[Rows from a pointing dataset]
● ● ● ● ●
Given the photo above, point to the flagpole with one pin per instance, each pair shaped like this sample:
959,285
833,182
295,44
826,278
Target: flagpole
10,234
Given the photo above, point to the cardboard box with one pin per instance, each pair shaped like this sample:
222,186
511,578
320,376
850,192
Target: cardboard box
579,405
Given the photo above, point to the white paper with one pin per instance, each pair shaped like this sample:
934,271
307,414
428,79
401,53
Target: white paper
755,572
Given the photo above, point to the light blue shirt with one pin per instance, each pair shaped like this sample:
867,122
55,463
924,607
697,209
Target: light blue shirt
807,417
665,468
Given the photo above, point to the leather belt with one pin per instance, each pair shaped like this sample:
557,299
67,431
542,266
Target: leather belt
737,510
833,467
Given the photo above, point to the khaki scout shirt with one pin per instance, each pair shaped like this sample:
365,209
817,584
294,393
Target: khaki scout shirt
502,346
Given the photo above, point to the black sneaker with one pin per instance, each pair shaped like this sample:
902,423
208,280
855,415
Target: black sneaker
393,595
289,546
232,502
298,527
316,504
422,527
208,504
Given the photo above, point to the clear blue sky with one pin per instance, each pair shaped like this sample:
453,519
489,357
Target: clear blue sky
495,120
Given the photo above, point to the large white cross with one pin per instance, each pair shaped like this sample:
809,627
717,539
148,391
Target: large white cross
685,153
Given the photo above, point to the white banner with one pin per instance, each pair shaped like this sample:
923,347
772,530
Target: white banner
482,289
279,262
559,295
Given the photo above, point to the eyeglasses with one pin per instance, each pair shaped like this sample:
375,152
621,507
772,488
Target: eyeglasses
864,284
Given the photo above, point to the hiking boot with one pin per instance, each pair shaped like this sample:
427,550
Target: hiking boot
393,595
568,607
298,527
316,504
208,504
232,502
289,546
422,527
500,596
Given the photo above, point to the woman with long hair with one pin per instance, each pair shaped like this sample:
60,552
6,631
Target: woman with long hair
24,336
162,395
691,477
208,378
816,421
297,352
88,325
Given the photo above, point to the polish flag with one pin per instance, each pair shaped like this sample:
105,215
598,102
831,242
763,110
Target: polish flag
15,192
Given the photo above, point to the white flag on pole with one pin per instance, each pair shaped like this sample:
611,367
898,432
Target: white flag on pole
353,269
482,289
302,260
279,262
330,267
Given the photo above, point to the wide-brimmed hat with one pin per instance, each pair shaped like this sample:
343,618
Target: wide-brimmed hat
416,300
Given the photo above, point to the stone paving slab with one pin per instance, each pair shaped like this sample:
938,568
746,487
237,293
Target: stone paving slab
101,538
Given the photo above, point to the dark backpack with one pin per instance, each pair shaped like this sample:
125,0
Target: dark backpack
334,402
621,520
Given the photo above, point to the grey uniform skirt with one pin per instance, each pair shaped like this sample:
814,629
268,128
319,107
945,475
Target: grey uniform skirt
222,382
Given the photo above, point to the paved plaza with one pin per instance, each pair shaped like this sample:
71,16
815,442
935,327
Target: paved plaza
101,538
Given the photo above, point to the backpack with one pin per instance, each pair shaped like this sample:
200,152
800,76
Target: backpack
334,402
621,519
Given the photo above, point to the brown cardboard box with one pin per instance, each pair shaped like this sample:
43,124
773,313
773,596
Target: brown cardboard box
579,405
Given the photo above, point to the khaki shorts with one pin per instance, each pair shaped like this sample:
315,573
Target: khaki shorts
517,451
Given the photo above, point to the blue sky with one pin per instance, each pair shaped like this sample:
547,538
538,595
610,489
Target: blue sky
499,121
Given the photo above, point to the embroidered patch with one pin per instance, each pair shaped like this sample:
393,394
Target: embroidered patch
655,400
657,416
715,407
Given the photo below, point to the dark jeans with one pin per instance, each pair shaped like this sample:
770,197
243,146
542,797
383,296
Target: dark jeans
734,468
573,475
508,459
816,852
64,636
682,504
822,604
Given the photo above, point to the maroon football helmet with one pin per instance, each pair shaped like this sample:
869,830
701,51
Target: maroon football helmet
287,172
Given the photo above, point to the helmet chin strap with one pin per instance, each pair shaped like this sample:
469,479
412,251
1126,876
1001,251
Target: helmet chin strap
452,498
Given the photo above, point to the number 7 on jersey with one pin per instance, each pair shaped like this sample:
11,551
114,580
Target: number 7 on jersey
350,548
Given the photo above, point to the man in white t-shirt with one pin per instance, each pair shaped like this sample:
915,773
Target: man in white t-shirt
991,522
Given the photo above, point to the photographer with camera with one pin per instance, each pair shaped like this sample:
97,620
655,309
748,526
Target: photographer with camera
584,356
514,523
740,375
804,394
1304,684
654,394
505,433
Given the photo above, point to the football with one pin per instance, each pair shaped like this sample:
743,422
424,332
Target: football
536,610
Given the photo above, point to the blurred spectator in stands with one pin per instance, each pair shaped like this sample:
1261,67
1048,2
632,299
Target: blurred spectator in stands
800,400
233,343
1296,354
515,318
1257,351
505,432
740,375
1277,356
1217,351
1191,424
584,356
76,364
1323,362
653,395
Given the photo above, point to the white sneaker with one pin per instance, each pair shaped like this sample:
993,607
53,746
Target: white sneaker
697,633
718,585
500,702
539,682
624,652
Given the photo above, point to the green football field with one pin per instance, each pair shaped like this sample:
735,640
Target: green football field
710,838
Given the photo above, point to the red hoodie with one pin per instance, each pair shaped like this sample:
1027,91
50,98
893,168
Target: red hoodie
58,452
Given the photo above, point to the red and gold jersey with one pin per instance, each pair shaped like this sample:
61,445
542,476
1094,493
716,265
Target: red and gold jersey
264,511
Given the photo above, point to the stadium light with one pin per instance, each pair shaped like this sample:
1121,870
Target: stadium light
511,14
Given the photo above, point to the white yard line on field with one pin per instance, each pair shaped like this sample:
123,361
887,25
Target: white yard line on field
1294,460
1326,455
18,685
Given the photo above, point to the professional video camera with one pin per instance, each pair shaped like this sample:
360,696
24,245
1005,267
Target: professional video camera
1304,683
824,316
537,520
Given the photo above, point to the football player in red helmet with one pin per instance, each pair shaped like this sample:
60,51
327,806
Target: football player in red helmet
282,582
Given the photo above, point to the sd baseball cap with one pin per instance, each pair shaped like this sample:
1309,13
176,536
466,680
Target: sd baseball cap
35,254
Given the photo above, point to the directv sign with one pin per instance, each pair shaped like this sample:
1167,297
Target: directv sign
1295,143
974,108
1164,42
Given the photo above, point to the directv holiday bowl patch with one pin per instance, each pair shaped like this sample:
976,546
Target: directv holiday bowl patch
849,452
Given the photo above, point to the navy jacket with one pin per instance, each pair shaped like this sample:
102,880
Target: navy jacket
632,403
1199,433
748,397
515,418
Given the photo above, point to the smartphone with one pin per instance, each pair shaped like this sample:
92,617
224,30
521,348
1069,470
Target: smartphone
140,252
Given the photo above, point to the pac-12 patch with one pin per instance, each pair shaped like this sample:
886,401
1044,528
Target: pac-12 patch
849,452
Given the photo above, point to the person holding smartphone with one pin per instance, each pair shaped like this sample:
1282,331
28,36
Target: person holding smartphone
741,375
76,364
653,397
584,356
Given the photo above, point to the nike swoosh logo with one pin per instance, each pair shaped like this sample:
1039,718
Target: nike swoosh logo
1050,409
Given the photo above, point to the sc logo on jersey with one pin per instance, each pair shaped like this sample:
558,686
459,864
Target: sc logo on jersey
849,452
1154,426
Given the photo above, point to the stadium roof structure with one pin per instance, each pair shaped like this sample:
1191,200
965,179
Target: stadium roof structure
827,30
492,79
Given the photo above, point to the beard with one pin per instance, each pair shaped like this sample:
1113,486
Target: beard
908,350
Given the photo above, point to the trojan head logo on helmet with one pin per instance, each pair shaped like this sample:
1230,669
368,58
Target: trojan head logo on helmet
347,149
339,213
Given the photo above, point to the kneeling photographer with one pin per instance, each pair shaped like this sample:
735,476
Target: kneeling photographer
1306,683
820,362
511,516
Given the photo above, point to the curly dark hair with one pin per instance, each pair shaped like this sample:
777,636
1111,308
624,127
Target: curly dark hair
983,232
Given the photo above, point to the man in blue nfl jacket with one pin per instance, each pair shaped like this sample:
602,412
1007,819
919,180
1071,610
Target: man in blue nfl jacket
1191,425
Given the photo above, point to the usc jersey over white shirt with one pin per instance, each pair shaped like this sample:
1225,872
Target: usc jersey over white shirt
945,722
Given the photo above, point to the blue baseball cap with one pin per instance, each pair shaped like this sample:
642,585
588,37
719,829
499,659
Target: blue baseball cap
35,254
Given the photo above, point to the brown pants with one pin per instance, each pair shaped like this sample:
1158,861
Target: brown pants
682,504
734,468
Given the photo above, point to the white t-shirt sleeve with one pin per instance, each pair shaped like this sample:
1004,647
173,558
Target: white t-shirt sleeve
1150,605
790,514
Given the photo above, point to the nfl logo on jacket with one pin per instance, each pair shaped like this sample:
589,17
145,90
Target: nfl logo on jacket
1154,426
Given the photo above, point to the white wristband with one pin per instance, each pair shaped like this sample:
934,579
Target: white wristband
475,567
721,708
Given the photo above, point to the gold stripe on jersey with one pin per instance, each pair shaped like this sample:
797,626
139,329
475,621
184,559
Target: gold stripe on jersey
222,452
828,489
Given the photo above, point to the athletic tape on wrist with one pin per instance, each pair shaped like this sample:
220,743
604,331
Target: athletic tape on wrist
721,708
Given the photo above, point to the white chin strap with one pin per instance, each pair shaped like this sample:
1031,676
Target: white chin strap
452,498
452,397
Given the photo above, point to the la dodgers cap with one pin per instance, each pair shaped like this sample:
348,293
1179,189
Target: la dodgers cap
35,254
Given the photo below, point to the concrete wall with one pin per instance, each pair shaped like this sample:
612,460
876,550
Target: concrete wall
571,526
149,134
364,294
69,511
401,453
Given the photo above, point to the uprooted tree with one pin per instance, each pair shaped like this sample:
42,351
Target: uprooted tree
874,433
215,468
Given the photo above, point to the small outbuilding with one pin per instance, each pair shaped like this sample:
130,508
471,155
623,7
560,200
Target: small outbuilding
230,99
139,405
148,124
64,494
● ● ● ● ●
- Exercise
Reproduce word for word the lines of the data from the line with "Given the photo above, point to the nfl" to the last line, including both of those lines.

- Written response
Given the photo above, point to the nfl logo on jacket with one pin per instance, each pair shaped like this sample:
589,17
145,90
Target: nfl logo on jacket
1154,426
Given the photo above, point to the white wristband with one pin per instance, each pair shaped like this sample:
934,579
Target: white wristband
475,567
721,708
Given the photo above, point to the gold stripe on jersey with one pin per instance, each pair shaped like this sample:
797,626
139,329
475,621
184,559
Target: gold stripe on jersey
222,452
828,489
Given the photo above, point to the athletic tape on wrist with one pin per instance, each pair shaped like this sample:
220,743
604,331
Target: athletic tape on wrist
721,708
Given the photo above, point to the white chin strap with one pin per instance, each pair shaped like this sample:
1031,676
Target: white chin strap
452,498
452,397
Given the photo above, point to the la dodgers cap with one pin per instance, each pair shaped like this sample:
348,293
1179,189
Target: la dodgers cap
35,254
Given the photo below, point to the concrete wall with one pin per instance, each pair shaped like this sample:
612,460
876,550
Target: concrete wall
571,526
149,134
364,294
69,511
401,453
Given the photo above, point to the uprooted tree with one pin per instance, each pair shaped like this sample:
42,351
Target: uprooted tree
874,433
215,468
Given the photo above, point to the small outbuilding with one pin per instance, each pair shaped like this sample:
130,508
471,155
623,7
560,200
Target: small outbuilding
230,99
139,405
148,124
64,494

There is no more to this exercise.